§ **Document**:
- - - -

The way the SEC processes complaints hinders its ability to
respond, the report said.
Twice last year, hundreds of thousands of failed trades
coincided with widespread rumors about Lehman Brothers.
Speculation that the company was being acquired at a discount
and later that it was losing two trading partners both proved
untrue.
[[Page S3538]]
After the 158-year-old investment bank collapsed in
bankruptcy on Sept. 15, listing $613 billion in debt, former
Chief Executive Officer Richard Fuld told a congressional
panel on Oct. 6 that naked short sellers had midwifed his
firm's demise.
Gasoline on Fire
Members of the House Committee on Government Oversight and
Reform weren't buying that explanation.
``If you haven't discovered your role, you're the villain
today,'' U.S. Representative John Mica, a Florida Republican,
told Fuld.
Yet the trading pattern that emerges from 2008 SEC data
shows naked shorts contributed to the fall of both Lehman
Brothers and Bear Stearns Cos., which was acquired by
JPMorgan Chase & Co. in May.
``Abusive short selling amounts to gasoline on the fire for
distressed stocks and distressed markets,'' said U.S. Senator
Ted Kaufman, a Delaware Democrat and one of the sponsors of a
bill that would make the SEC restore the uptick rule. The
regulation required traders to wait for a price increase in
the stock they wanted to bet against; it prevented so-called
bear raids, in which successive short sales forced prices
down.
Driving Down Prices
Reinstating the rule would end the pattern of fails-to-
deliver revealed in the SEC data, Kaufman said.
``These stories are deeply disturbing and make a compelling
case that the SEC must act now to end abusive short selling--
which is exactly what our bill, if enacted, would do,'' the
senator said in an e-mailed statement.
Short sellers arrange to borrow shares, then dispose of
them in anticipation that they will fall. They later buy
shares to replace those they borrowed, profiting if the price
has dropped. Naked short sellers don't borrow before
trading--a practice that becomes evident once the stock isn't
delivered. Such trades can generate unlimited sell orders,
overwhelming buyers and driving down prices, said Susanne
Trimbath, a trade-settlement expert and president of STP
Advisory Services, an Omaha, Nebraska-based consulting firm.
The SEC last year started a probe into what it called
``possible market manipulation'' and banned short sales in
financial stocks as the number of fails-to-deliver climbed.
`Unsubstantiated Rumors'
The daily average value of fails-to-deliver surged to $7.4
billion in 2007 from $838.5 million in 1995, according to a
study by Trimbath, who examined data from the annual reports
of the National Securities Clearing Corp., a subsidiary of
the Depository Trust & Clearing Corp.
Trade failures rose for Bear Stearns as well last year.

- - - -

§ **What you need to do**: Proceed with the article on naked short selling and trade failures at Lehman Brothers and Bear Stearns, picking up after its final sentence. The listing that follows has no connection to the article on naked short selling.

§ **Supplied information**:
- - - -

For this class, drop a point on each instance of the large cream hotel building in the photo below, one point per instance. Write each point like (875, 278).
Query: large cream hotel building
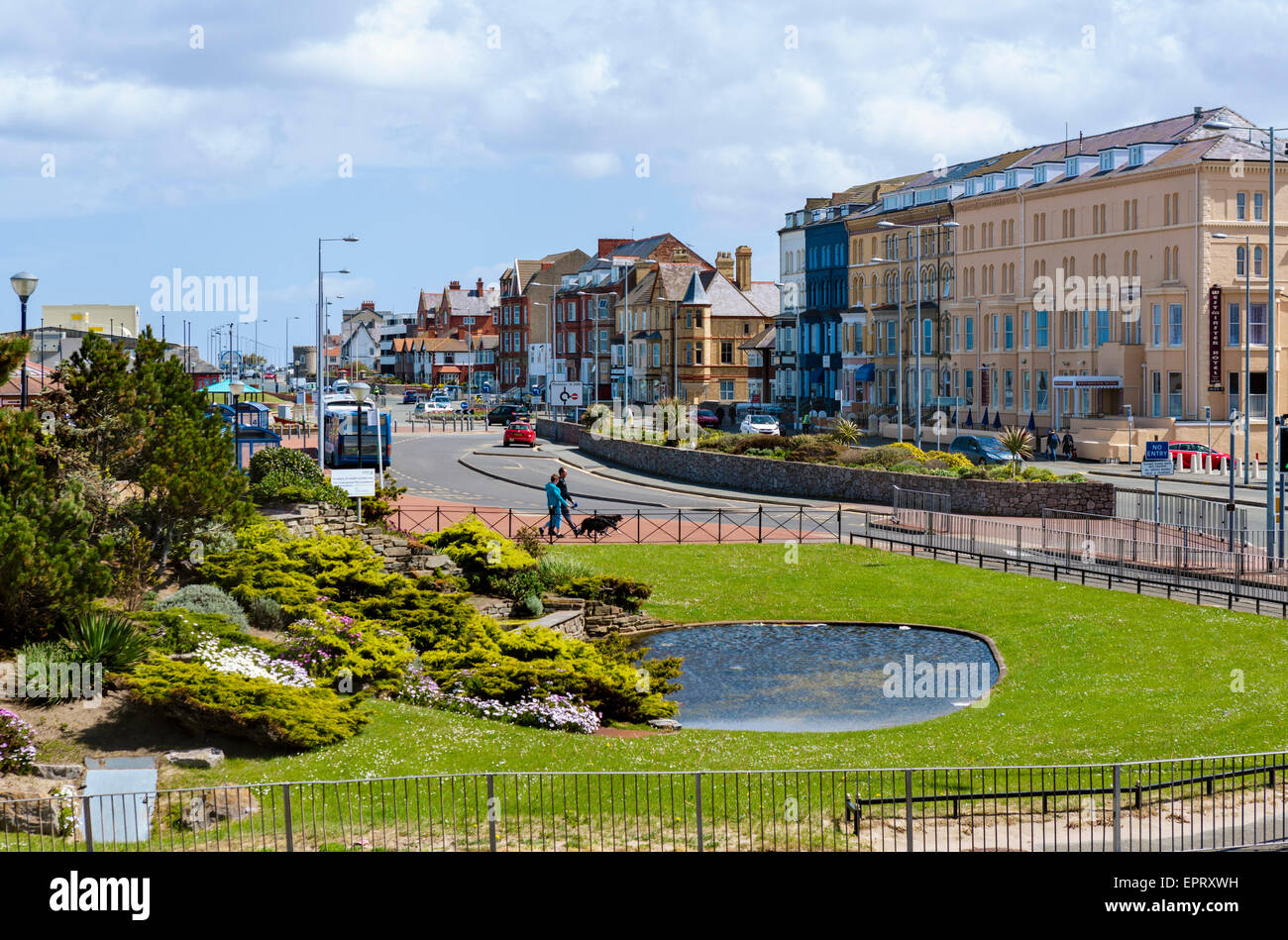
(1133, 218)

- - - -

§ **Expected answer**:
They peaked at 1.2 million shares on March 17, the day after
JPMorgan announced it would buy the investment bank for $2 a
share. That was more than triple the prior-year peak of
364,171 on Sept. 25.
Fuld said naked short selling--coupled with
``unsubstantiated rumors''--played a role in the demise of
both his bank and Bear Stearns.
``The naked shorts and rumor mongers succeeded in bringing
down Bear Stearns,'' Fuld said in prepared testimony to
Congress in October. ``And I believe that unsubstantiated
rumors in the marketplace caused significant harm to Lehman
Brothers.''
Devaluing Stock
Failed trades correlate with drops in share value--enough
to account for 30 to 70 percent of the declines in Bear
Stearns, Lehman and other stocks last year, Trimbath said.
While the correlation doesn't prove that naked shorting
caused the lower prices, it's ``a good first indicator of a
statistical relationship between two variables,'' she said.
Failing to deliver is like ``issuing new stock in a company
without its permission,'' Trimbath said. ``You increase the
number of shares circulating in the market, and that devalues
a stock. The same thing happens to a currency when a
government prints more of it.''
Trimbath attributes the almost ninefold growth in the value
of failed trades from 1995 to 2007 to a rise in naked short
sales.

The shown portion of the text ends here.